The Father and Son Y-Indian Guide Program was developed in a deliberate way to support the father's vital family role as teacher, counselor and friend to his son. The program was initiated by Harold S. Keltner, St. Louis YMCA director, as an integral part of association work. In 1926 he organized the first tribe in Richmond Heights, Mo., with the help of his good friend, Joe Friday, an Ojibway Indian, and William H. Hefelfinger, chief of the first Y-Indian Guide tribe. Inspired by his experiences with Joe Friday, who was his guide on fishing and hunting trips to Canada, Harold Keltner initiated a program of parent-child experiences that now involves over a quarter of a million children and adults annually in the YMCA.

While Keltner was on a hunting trip in Canada one evening, Joe Friday said to his colleague as they sat around a blazing campfire: "The Indian father raises his son. He teaches his son to hunt, track, fish, walk softly and silently in the forest, know the meaning and purpose of life and all he must know, while the white man allows the mother to raise his son." These comments struck home, and Harold Keltner arranged for Joe Friday to work with him at the St. Louis YMCA.

The Ojibway Indian spoke before groups of YMCA boys and dads in St. Louis, and Keltner discovered that fathers, as well as boys, had a keen interest in the traditions and ways of the American Indian. At the same time, being greatly influenced by the work of Ernest Thompson Seton, great lover of the outdoors, Harold Keltner conceived the idea of a father and son program based upon the strong qualities of American Indian culture and life--dignity, patience, endurance, spirituality, feeling for the earth and concern for the family. Thus, the Y-Indian Guide Program was born.

> _Data lines_
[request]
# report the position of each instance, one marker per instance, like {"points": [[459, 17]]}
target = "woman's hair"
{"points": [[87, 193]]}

> _Stated problem 1_
Answer these from the Y-Indian Guide passage:
(a) In what year and in what place was the first tribe organized?
(b) Where were Joe Friday and Keltner when Joe Friday described how the Indian father raises his son?
(c) Whose work greatly influenced Harold Keltner?
> _Stated problem 2_
The Y-Indian Guide passage names the strong qualities of American Indian culture and life that the program was based on. List them all.

> _Correct answer 1_
(a) 1926, in Richmond Heights, Mo.
(b) Sitting around a blazing campfire one evening during a hunting trip in Canada.
(c) Ernest Thompson Seton's.

> _Correct answer 2_
Dignity, patience, endurance, spirituality, feeling for the earth, concern for the family